_What to do_
Exactly reproduce each record listed below.

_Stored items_
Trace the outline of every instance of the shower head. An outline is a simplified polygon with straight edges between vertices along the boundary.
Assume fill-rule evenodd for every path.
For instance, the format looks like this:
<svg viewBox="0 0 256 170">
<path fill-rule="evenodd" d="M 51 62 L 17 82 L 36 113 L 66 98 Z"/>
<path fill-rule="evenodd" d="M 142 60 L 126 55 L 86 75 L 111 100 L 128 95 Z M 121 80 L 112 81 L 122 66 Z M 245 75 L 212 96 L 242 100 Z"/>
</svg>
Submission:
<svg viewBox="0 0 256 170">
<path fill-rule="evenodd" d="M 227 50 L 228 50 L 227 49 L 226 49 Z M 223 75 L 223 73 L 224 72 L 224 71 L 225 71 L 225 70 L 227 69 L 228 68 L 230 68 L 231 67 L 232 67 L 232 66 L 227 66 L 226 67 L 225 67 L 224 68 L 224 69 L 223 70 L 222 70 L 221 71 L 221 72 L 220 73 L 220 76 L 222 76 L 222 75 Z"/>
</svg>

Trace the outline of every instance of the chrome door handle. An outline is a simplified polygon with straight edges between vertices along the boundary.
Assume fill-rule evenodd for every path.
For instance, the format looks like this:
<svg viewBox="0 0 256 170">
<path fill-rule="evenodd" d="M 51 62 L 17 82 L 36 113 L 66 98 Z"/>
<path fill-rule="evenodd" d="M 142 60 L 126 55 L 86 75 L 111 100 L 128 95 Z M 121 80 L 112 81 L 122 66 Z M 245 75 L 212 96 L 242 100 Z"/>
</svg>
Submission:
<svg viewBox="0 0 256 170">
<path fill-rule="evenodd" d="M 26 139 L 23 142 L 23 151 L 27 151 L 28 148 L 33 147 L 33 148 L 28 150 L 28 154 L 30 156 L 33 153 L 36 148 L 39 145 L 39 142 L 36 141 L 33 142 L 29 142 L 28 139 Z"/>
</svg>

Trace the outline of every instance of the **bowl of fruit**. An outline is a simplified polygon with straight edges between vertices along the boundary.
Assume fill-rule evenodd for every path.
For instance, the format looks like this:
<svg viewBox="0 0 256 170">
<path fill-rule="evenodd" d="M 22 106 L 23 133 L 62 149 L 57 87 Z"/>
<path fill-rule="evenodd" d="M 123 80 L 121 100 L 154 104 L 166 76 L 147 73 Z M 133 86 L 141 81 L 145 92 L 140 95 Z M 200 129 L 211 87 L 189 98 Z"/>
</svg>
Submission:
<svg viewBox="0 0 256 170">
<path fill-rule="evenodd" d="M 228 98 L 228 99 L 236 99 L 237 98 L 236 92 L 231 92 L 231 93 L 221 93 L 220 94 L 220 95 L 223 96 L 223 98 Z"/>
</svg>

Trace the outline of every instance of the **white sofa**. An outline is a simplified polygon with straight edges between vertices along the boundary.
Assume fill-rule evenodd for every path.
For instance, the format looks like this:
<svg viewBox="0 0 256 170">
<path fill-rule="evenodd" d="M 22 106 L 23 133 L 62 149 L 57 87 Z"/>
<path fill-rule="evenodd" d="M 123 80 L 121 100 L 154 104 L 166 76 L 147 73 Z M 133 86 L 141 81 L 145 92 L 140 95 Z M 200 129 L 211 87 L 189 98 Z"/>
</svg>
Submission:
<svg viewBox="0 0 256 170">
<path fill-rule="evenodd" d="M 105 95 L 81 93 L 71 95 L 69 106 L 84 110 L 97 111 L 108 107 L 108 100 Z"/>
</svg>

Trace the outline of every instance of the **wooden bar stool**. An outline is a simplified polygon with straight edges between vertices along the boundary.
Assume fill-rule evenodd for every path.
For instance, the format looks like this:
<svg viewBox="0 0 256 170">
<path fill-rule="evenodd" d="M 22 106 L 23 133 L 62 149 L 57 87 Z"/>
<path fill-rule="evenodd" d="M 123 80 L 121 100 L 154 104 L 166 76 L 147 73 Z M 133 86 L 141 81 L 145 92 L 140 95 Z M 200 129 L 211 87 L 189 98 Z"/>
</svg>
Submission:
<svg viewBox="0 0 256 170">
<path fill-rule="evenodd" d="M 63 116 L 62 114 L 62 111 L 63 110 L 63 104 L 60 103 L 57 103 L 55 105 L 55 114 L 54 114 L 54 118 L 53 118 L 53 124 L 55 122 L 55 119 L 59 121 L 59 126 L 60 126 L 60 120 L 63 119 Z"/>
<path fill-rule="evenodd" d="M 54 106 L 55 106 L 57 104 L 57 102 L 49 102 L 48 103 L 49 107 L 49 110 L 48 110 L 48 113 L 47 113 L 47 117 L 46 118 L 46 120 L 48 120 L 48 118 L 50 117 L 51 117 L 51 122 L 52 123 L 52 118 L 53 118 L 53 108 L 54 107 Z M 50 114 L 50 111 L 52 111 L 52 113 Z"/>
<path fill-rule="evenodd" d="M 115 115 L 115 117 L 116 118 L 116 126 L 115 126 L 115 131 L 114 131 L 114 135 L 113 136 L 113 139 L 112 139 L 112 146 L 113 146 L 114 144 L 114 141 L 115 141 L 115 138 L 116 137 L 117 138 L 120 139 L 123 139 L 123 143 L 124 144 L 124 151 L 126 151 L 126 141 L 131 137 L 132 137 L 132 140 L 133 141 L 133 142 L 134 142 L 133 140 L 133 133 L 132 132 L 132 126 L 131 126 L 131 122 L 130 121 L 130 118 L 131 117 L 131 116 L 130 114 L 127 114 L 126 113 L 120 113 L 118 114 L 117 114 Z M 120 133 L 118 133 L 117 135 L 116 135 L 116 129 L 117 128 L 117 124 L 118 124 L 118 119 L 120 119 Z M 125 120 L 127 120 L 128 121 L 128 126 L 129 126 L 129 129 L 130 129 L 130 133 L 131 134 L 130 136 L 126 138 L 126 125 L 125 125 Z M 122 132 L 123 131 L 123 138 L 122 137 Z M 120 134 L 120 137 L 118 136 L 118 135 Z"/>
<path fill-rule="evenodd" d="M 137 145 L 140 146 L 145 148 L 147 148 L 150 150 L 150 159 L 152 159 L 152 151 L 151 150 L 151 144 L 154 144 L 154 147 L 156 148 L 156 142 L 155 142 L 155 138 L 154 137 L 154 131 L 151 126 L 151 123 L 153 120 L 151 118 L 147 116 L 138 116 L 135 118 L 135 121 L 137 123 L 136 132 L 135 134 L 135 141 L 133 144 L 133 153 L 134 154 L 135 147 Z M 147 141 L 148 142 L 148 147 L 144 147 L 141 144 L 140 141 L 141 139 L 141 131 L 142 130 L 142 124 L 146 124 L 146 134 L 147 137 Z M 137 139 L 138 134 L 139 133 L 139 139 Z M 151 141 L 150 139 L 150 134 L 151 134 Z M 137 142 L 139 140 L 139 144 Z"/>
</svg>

_Correct answer_
Trace the outline of every instance of the shower head. An outline is a simplified polygon with straight edges between vertices along the boundary.
Assume fill-rule evenodd for every path.
For instance, the format looks like this:
<svg viewBox="0 0 256 170">
<path fill-rule="evenodd" d="M 51 62 L 17 82 L 36 113 L 66 98 Z"/>
<path fill-rule="evenodd" d="M 142 60 L 126 55 L 86 75 L 111 100 L 128 95 Z M 121 80 L 112 81 L 122 66 Z M 245 75 L 212 96 L 242 100 Z"/>
</svg>
Submission:
<svg viewBox="0 0 256 170">
<path fill-rule="evenodd" d="M 227 50 L 228 50 L 227 49 L 226 49 Z M 223 75 L 223 73 L 224 72 L 224 71 L 225 71 L 225 70 L 227 69 L 228 68 L 230 68 L 231 67 L 232 67 L 232 66 L 227 66 L 226 67 L 225 67 L 224 68 L 224 69 L 223 70 L 222 70 L 221 71 L 221 72 L 220 73 L 220 76 L 222 76 L 222 75 Z"/>
</svg>

Trace the outline of every instance of the chrome door handle. An outline is a simplified polygon with straight edges between vertices along the boundary.
Assume fill-rule evenodd for every path.
For instance, the format looks like this:
<svg viewBox="0 0 256 170">
<path fill-rule="evenodd" d="M 51 62 L 17 82 L 36 113 L 66 98 Z"/>
<path fill-rule="evenodd" d="M 142 60 L 126 55 L 86 75 L 111 100 L 128 95 Z M 121 80 L 112 81 L 122 66 Z M 245 75 L 212 96 L 242 100 Z"/>
</svg>
Submission:
<svg viewBox="0 0 256 170">
<path fill-rule="evenodd" d="M 26 139 L 23 142 L 23 151 L 27 151 L 28 148 L 33 147 L 33 148 L 28 150 L 28 154 L 30 156 L 33 153 L 36 148 L 39 145 L 39 142 L 36 141 L 33 142 L 29 142 L 28 139 Z"/>
</svg>

Trace the outline of every instance of the **bowl of fruit**. An outline is a simplified polygon with straight edges between vertices along the boundary.
Assume fill-rule evenodd for every path.
For instance, the format looks like this:
<svg viewBox="0 0 256 170">
<path fill-rule="evenodd" d="M 22 106 L 23 133 L 62 149 L 57 87 Z"/>
<path fill-rule="evenodd" d="M 123 80 L 121 100 L 154 104 L 166 76 L 147 73 Z M 133 86 L 141 81 L 145 92 L 140 95 Z M 200 129 L 211 87 L 189 98 Z"/>
</svg>
Submission:
<svg viewBox="0 0 256 170">
<path fill-rule="evenodd" d="M 228 98 L 228 99 L 236 99 L 237 98 L 236 92 L 231 92 L 231 93 L 221 93 L 220 94 L 220 95 L 223 96 L 223 98 Z"/>
</svg>

Trace the outline of every instance of the **white sofa**. An outline is a simplified polygon with straight edges between vertices along the boundary.
Assume fill-rule evenodd for every path.
For instance, the format looks like this:
<svg viewBox="0 0 256 170">
<path fill-rule="evenodd" d="M 22 106 L 23 133 L 62 149 L 57 87 Z"/>
<path fill-rule="evenodd" d="M 123 80 L 121 100 L 154 104 L 166 76 L 147 73 Z M 133 86 L 141 81 L 145 92 L 140 95 Z M 200 129 L 211 87 L 189 98 Z"/>
</svg>
Submission:
<svg viewBox="0 0 256 170">
<path fill-rule="evenodd" d="M 105 95 L 81 93 L 71 95 L 69 106 L 84 110 L 97 111 L 108 107 L 108 100 Z"/>
</svg>

Trace the outline of every instance of the **wooden bar stool**. An outline is a simplified polygon with straight edges between vertices along the boundary.
Assume fill-rule evenodd for every path.
For instance, the format looks like this:
<svg viewBox="0 0 256 170">
<path fill-rule="evenodd" d="M 22 106 L 23 133 L 62 149 L 57 87 Z"/>
<path fill-rule="evenodd" d="M 123 80 L 121 100 L 154 104 L 166 76 L 147 73 Z M 133 86 L 141 81 L 145 92 L 140 95 Z M 200 129 L 211 87 L 189 98 Z"/>
</svg>
Submission:
<svg viewBox="0 0 256 170">
<path fill-rule="evenodd" d="M 63 116 L 62 114 L 62 111 L 63 110 L 63 104 L 60 103 L 57 103 L 55 105 L 55 114 L 54 114 L 54 118 L 53 118 L 53 124 L 55 122 L 55 119 L 59 121 L 59 126 L 60 126 L 60 120 L 63 119 Z"/>
<path fill-rule="evenodd" d="M 54 106 L 55 106 L 57 104 L 57 102 L 49 102 L 48 103 L 49 107 L 49 110 L 48 110 L 48 113 L 47 113 L 47 117 L 46 118 L 46 120 L 48 120 L 48 118 L 50 117 L 51 117 L 51 122 L 52 123 L 52 118 L 53 118 L 53 108 L 54 107 Z M 50 114 L 50 111 L 52 111 L 52 113 Z"/>
<path fill-rule="evenodd" d="M 115 115 L 115 117 L 116 118 L 116 126 L 115 126 L 115 131 L 114 131 L 114 135 L 113 136 L 113 139 L 112 139 L 112 146 L 113 146 L 114 144 L 114 141 L 115 141 L 115 138 L 116 137 L 117 138 L 120 139 L 123 139 L 123 143 L 124 144 L 124 151 L 126 151 L 126 141 L 131 137 L 132 137 L 132 140 L 133 141 L 133 142 L 134 142 L 133 140 L 133 133 L 132 132 L 132 126 L 131 126 L 131 122 L 130 121 L 130 118 L 131 117 L 131 116 L 130 114 L 127 114 L 126 113 L 120 113 L 118 114 L 117 114 Z M 120 133 L 118 133 L 117 135 L 116 135 L 116 129 L 117 128 L 117 124 L 118 124 L 118 119 L 120 119 Z M 125 120 L 127 120 L 128 121 L 128 126 L 129 126 L 129 129 L 130 129 L 130 133 L 131 134 L 130 136 L 126 138 L 126 125 L 125 125 Z M 122 132 L 123 131 L 123 138 L 122 137 Z M 120 134 L 120 137 L 118 136 L 118 135 Z"/>
<path fill-rule="evenodd" d="M 137 145 L 140 146 L 145 148 L 147 148 L 150 150 L 150 159 L 152 159 L 152 151 L 151 150 L 151 144 L 154 144 L 154 147 L 156 148 L 156 142 L 155 142 L 155 138 L 154 137 L 154 131 L 151 126 L 151 123 L 153 120 L 151 118 L 147 116 L 138 116 L 135 118 L 135 121 L 137 123 L 136 132 L 135 134 L 135 141 L 133 144 L 133 153 L 134 154 L 135 147 Z M 147 141 L 148 142 L 148 147 L 144 147 L 141 144 L 140 141 L 141 139 L 141 131 L 142 130 L 142 124 L 146 124 L 146 134 L 147 137 Z M 137 139 L 138 134 L 139 133 L 139 139 Z M 151 141 L 150 139 L 150 134 L 151 134 Z M 137 142 L 139 140 L 139 144 Z"/>
</svg>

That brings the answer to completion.